- GOAL OF THE EXERCISE
Copy out, word for word, the lines from the one containing "If you could point out the sky" through the last of the lines below.

──────── SUPPLIED DATA

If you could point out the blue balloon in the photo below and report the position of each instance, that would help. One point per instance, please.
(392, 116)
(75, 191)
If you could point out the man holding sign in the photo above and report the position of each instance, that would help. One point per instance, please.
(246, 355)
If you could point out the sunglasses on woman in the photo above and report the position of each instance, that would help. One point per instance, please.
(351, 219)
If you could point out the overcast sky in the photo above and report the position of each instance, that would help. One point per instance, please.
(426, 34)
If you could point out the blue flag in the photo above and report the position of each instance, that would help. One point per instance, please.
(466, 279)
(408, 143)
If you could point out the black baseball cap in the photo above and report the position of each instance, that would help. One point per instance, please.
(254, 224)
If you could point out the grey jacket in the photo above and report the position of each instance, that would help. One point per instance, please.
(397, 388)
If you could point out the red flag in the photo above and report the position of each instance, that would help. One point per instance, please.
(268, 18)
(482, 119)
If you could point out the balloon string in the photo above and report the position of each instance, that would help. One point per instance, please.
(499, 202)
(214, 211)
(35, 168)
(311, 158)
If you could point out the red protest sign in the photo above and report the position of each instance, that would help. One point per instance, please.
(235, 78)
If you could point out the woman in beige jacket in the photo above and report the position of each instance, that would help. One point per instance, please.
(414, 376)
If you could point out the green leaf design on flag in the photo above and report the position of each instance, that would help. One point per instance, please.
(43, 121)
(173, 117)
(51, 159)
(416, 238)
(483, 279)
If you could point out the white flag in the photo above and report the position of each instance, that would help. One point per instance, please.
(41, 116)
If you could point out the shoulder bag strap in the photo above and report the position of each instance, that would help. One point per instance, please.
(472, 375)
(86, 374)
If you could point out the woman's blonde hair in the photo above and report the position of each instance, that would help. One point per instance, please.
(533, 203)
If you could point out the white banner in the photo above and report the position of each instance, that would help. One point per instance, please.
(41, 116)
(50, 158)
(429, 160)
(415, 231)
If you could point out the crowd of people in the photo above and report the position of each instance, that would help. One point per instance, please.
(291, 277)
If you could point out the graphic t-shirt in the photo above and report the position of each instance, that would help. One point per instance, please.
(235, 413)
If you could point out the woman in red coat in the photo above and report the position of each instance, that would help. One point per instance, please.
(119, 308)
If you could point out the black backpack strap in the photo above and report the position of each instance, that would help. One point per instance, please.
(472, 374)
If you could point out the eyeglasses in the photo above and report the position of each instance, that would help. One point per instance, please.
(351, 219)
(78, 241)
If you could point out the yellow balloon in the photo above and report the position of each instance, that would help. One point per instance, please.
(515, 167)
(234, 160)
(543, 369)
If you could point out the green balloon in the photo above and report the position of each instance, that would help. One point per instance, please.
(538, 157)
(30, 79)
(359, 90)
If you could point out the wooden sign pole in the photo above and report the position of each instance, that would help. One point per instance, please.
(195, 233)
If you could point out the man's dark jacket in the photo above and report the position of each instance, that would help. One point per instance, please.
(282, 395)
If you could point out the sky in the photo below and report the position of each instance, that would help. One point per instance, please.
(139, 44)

────────────────

- WRITTEN SOLUTION
If you could point out the sky in the photo below and report the position of each instance, that would help. One point per instance, please.
(139, 44)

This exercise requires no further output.